*Source text*.
———

The ABS’ August 2021 retail figures show that despite lockdowns impacting in-store trade, consumer spending is still strong. According to the ABS, online retailing recorded $4.2 billion in sales – the highest monthly online total since 2015.

With a post-pandemic roadmap providing greater clarity for retailers across the country, merchants must now consider how to re-engage shoppers as they move between online and instore environments. New technologies and payment methods can help deliver more seamless and convenient experiences, drive sales and support the industry as it rebounds.

The shift towards digital payment methods

Adyen’s latest earnings align with the ABS retail trade figures, highlighting that despite lockdown restrictions impacting merchant trade in some markets, we continued to see significant growth in retail and online volumes.

As the number of customers who shop online dramatically increases, the pandemic has also accelerated the move away from cash. Consumers around the world are increasingly opting for frictionless and digital payment methods, with Australia being one of the leading countries embracing this trend.

The Reserve Bank’s Consumer Payments Survey found that cash usage has significantly declined over time – dropping from 69% in 2007 to 27% in 2019.  According to data analytics and consulting company GlobalData, Australia is one of the top countries in the world heading towards a cashless society. This is due to the increasing number of digital payment methods. This is also reflected in consumer sentiments, as a survey from ME Bank found that 35% of Australians are happy to give up cash as early as 2021.

The incentive to shift towards digital payment methods has been heightened by the hygiene consciousness that individuals have developed throughout the pandemic. Adyen’s most recent Agility Report found that since the outbreak, 50% of Australians are more concerned about the hygiene of payment terminals and would prefer contactless payment methods. Furthermore, 48% of Australians want retailers to use in-store technology to reduce in-person contact, such as contactless payment terminals.

Digital payments are rapidly advancing, with more than 250 contactless payment methods now available. This includes methods such as QR codes, Pay by Link, tap-n-go, Buy Now Pay Later (BNPL), and digital wallets – all of which are now regular payment choices, driven by shopper desire for seamless transactions and greater demand for secure, contactless, and hygienic payments.

With a payments partner taking the heavy lifting in integrating all these systems in one platform, merchants can be confident to scale – whether that’s in the range of products being offered to consumers, or in the countries it operates – knowing its customers have access to their preferred payment methods, every time.

———

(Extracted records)
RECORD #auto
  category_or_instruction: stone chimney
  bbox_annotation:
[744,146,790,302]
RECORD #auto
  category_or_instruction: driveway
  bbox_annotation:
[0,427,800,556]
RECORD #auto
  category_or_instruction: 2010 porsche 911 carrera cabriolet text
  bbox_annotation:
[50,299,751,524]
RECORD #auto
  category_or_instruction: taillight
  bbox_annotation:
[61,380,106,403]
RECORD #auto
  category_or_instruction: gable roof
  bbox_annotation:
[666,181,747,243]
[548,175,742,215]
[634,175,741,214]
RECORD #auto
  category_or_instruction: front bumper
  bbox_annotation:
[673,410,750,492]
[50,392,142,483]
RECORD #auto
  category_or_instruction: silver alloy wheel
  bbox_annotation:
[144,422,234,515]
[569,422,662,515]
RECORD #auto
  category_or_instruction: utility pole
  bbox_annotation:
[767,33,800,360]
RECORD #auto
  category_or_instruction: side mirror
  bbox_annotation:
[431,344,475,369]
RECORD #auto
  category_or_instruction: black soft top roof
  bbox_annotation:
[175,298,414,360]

———

*Work required*. In the digital payments article, what did the Reserve Bank's Consumer Payments Survey find about cash usage between 2007 and 2019?

*Output of the task*. Cash usage dropped from 69% in 2007 to 27% in 2019.